Pick up the article below on the 2023 wave of anti-LGBTQ bills and continue it from its last sentence.

PAGE TEXT:
■ ■ ■ ■ ■ ■ ■

(CTN News) – In 2023, the United States witnessed an alarming surge in the introduction of anti-LGBTQ bills, surpassing any previous year in history.
The Movement Advancement Project (MAP), an independent non-profit think tank, estimated that more than 700 bills were proposed, aiming to strip rights and protections from the LGBTQ community.
Shockingly, over 75 of these bills were successfully passed into law. Among them were restrictions on trans youth athletes’ participation in school sports and unprecedented laws limiting public drag performances.
The 2023 legislative session saw a concerning trend, with most bills targeting transgender youth. Notably, 15 states enacted restrictions on gender-affirming medical care for trans minors under 18, including Georgia, Missouri, Nebraska, and West Virginia.
This shift in focus marks a stark departure from eight years ago when most anti-LGBTQ bills centered around “religious freedom” laws responding to same-sex couples’ fight for marriage rights.
Logan Casey, a senior policy researcher for MAP, attributed the shift in anti-LGBTQ laws to changing electoral politics and the concerted efforts of well-funded, far-right extremist groups and lobbyists.
These groups have been working together for years, adopting a trial-and-error approach to see what messaging resonates with the public. Their strategies have ranged from bathroom bans to sports bans to religious exemptions.
The rise of anti-equality legislation in the past five years has highlighted certain states that have become leaders in targeting LGBTQ Americans for discrimination. Based on data provided by MAP and the Human Rights Campaign (HRC), we can identify the states most aggressively targeting their LGBTQ communities.
Both HRC and MAP documented 11 and 8 anti-LGBTQ laws, respectively, passed in Montana. The state gained attention when it censured its only openly trans politician, Rep. Zooey Zephyr (D), for opposing a bill restricting gender-affirming medical care for trans minors.
Despite protests, Gov. Greg Gianforte (R) signed the legislation into law in April, making Montana one of 20 states with such restrictions.
Montana also passed three anti-LGBTQ bills in May 2021, targeting trans sports participation, birth certificate corrections, and LGBTQ-inclusive school curriculum. Subsequent bills have further restricted public drag performances and defined “sex” as exclusively male or female in state code.

■ ■ ■ ■ ■ ■ ■

AVAILABLE DATA:
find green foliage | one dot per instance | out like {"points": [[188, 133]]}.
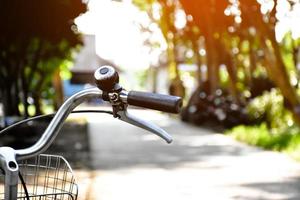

■ ■ ■ ■ ■ ■ ■

OUTPUT FOR THIS EXERCISE:
Florida had 11 anti-LGBTQ laws according to HRC and 8 according to MAP. In May, Gov. Ron DeSantis (R) signed a particularly extreme law, criminalizing trans people’s use of gender-congruent restrooms in certain facilities.
He also approved bills making it a felony for doctors to prescribe gender-affirming care to minors and expanding the state’s “Don’t Say Gay” law to the eighth grade.
Florida, once considered progressive on LGBTQ issues, experienced a significant shift, with 22 anti-LGBTQ bills filed in a single session. LGBTQ advocates are concerned that DeSantis’s potential presidential campaign may lead to further attacks on equality.
North Dakota emerged as a surprising leader in introducing 11 anti-LGBTQ laws, a substantial increase due to the absence of targeted bills in previous years. Advocacy groups were taken aback by the wide range of bills, including requiring teachers to misgender trans students, restricting gender-affirming medical care, and banning trans people from using gender-congruent restrooms in colleges and prisons.
Arkansas passed 13 anti-LGBTQ laws, becoming the first state to restrict gender-affirming medical care for trans youth in 2021. Gov. Asa Hutchinson (R) initially vetoed the bill, but the legislature quickly overturned his decision.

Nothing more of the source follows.